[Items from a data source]
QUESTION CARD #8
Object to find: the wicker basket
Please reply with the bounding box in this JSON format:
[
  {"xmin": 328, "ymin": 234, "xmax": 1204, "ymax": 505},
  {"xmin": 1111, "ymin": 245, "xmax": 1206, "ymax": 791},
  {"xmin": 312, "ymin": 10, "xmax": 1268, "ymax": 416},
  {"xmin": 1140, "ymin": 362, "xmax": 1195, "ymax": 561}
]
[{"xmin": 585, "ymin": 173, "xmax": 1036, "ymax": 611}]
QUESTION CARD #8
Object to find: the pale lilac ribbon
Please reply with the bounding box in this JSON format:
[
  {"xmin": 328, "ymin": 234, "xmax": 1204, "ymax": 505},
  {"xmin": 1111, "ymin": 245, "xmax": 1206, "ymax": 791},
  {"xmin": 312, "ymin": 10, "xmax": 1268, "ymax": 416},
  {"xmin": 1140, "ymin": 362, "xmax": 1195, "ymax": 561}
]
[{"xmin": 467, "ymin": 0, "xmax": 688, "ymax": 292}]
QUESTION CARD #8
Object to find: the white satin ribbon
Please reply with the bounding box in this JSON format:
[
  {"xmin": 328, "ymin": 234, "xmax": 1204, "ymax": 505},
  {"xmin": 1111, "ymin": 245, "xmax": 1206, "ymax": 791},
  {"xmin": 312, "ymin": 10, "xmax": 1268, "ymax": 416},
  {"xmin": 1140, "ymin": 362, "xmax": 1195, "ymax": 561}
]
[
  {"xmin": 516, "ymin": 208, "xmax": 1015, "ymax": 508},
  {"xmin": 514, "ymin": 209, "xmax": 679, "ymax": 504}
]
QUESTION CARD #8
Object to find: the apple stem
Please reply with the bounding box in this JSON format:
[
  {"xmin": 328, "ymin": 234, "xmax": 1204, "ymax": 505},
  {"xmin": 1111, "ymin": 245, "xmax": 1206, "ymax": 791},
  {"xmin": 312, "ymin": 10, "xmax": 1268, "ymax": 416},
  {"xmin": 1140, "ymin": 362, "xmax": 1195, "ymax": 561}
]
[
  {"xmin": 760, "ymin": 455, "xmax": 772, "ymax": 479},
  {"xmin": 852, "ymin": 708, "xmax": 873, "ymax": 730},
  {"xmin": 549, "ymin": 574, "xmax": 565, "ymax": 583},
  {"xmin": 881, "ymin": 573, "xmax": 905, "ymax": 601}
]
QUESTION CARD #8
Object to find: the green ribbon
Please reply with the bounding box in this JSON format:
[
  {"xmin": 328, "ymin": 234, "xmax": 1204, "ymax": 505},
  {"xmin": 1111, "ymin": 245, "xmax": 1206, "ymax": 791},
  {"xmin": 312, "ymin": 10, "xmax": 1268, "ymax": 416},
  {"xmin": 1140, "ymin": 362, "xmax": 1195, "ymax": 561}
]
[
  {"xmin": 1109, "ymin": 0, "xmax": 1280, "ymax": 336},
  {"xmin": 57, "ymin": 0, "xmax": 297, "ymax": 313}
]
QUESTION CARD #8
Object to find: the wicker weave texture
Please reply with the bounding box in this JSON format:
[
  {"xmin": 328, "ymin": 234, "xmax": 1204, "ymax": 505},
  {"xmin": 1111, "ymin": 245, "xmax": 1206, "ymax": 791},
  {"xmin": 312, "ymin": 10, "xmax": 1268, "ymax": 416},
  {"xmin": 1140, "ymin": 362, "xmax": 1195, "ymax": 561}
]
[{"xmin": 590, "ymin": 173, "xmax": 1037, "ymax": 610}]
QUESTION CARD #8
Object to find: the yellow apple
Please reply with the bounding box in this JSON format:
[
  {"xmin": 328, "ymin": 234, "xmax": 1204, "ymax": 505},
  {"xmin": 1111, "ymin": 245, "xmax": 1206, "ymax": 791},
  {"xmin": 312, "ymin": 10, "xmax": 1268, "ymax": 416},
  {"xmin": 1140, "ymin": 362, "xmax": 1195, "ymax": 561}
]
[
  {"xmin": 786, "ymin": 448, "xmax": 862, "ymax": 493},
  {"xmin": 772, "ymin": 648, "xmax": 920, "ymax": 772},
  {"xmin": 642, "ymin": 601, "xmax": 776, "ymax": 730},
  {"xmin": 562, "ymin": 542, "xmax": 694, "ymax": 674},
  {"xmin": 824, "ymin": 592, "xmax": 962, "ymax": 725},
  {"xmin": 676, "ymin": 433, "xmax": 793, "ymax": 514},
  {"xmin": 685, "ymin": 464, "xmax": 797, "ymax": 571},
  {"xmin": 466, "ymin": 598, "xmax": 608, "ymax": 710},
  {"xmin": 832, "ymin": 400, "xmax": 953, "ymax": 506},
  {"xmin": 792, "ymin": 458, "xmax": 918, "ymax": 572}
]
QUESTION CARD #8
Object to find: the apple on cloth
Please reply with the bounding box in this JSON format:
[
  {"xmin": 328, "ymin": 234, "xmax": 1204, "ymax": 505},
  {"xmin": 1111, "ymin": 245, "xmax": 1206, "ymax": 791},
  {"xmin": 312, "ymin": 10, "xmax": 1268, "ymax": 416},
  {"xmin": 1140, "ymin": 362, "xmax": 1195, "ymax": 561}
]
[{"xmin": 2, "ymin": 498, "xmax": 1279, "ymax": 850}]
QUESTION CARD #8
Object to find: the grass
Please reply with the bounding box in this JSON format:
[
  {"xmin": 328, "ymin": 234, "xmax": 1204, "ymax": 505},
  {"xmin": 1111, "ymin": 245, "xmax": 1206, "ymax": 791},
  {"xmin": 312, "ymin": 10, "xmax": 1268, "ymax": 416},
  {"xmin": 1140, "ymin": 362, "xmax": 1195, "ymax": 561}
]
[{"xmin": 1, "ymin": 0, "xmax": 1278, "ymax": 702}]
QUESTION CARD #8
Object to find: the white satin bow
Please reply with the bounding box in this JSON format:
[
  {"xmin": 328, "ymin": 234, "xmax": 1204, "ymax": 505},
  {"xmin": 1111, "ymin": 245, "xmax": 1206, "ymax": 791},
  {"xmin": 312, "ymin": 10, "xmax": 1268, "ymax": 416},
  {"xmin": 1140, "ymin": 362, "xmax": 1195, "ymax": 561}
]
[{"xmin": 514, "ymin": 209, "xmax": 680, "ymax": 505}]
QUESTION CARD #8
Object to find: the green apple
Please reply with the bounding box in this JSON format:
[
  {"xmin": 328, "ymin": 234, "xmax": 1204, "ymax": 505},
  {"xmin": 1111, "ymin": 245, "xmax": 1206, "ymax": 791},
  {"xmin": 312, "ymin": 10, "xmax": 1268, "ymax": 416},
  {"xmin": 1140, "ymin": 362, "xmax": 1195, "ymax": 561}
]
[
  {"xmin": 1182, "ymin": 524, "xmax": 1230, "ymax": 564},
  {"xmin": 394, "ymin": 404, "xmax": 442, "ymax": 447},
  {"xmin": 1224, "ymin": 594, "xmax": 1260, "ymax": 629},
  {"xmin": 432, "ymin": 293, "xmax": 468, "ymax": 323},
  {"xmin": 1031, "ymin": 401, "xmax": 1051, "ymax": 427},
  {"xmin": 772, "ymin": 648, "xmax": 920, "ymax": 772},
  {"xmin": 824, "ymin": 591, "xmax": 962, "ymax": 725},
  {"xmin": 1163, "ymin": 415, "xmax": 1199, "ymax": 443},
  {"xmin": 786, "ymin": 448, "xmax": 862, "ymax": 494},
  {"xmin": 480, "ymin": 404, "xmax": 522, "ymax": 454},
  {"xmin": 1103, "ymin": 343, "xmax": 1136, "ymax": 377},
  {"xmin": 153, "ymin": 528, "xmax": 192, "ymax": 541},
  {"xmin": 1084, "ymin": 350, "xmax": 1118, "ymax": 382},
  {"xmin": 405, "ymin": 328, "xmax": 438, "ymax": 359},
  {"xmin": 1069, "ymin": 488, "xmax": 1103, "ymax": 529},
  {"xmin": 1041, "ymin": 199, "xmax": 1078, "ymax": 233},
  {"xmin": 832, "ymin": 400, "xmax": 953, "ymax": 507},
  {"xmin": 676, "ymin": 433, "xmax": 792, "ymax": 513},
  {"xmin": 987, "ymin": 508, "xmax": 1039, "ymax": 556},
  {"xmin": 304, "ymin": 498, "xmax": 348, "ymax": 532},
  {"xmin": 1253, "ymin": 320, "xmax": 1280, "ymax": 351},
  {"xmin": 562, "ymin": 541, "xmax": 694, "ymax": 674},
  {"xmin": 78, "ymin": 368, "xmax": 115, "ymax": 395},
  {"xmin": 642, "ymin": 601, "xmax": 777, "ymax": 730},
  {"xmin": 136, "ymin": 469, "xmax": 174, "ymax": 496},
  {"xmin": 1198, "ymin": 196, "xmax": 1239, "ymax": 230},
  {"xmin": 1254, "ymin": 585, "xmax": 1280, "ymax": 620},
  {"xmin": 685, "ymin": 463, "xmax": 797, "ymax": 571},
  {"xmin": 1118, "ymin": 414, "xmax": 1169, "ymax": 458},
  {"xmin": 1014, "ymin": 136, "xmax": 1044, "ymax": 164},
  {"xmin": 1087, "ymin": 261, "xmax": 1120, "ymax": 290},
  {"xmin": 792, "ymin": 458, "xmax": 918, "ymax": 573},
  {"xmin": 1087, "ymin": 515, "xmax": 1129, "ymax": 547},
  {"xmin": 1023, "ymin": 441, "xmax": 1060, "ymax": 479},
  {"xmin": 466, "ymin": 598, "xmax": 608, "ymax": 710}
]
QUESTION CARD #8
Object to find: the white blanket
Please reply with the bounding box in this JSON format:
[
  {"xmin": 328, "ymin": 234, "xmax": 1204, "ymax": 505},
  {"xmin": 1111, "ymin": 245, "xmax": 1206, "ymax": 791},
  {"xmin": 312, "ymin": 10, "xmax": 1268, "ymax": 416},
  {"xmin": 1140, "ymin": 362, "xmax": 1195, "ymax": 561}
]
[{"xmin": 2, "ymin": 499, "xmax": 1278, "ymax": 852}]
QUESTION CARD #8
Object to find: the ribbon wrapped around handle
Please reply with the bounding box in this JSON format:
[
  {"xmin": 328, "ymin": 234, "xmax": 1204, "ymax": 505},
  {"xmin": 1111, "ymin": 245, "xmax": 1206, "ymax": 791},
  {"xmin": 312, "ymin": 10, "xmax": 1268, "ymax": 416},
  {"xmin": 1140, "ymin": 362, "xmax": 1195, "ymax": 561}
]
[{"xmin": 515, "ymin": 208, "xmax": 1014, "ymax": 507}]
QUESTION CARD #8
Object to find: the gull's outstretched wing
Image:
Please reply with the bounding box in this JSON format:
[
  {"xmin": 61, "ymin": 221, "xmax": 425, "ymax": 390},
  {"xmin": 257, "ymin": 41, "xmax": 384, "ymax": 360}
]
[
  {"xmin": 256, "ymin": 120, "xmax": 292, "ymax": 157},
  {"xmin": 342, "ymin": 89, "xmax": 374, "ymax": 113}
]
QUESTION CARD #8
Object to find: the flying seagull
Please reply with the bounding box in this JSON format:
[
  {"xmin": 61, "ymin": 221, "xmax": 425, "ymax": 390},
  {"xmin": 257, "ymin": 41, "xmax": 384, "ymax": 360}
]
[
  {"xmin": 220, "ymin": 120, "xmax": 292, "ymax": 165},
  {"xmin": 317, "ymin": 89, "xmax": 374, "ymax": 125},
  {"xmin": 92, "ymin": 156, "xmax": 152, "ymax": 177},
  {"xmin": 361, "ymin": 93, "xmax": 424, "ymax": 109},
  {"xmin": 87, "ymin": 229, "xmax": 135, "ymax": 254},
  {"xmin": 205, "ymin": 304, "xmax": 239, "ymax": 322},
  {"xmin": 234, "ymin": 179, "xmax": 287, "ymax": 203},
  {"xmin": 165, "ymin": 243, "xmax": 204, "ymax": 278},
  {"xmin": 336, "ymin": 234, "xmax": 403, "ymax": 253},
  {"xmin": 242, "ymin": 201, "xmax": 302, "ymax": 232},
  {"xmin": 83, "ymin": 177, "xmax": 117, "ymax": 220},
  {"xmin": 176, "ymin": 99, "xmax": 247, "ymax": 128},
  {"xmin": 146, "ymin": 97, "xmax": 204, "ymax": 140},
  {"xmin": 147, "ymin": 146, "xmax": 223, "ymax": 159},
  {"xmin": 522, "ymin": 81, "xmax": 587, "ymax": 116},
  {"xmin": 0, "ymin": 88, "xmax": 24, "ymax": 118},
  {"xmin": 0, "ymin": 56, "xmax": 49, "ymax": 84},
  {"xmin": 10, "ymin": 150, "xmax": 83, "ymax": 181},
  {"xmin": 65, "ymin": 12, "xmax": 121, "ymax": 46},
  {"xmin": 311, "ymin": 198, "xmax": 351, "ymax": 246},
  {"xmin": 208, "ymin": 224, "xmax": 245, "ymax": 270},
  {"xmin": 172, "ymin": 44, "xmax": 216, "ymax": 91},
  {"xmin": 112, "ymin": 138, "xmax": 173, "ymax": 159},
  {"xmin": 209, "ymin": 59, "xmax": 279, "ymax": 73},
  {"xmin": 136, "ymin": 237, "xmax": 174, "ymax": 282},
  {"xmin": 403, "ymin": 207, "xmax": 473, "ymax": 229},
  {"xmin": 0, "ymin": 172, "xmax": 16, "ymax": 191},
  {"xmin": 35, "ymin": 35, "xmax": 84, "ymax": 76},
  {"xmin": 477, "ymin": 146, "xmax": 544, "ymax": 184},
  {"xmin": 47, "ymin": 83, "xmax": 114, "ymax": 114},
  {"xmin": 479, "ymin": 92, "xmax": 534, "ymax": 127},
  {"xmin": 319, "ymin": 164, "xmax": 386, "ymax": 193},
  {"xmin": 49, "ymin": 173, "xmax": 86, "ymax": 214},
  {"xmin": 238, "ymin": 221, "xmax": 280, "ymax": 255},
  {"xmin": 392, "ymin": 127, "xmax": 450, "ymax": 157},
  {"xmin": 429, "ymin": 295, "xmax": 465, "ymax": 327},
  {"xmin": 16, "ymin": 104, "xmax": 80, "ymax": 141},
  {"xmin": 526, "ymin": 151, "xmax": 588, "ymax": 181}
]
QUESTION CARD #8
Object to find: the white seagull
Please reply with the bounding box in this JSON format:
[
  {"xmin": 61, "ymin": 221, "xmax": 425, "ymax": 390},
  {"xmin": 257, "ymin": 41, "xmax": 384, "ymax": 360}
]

▶ [Task to carry out]:
In the entries above, find each line with the word "apple" and show it.

▶ [Task response]:
Object to find: the apple stem
Object to find: the yellow apple
Object to find: the apple on cloth
Object to find: the green apple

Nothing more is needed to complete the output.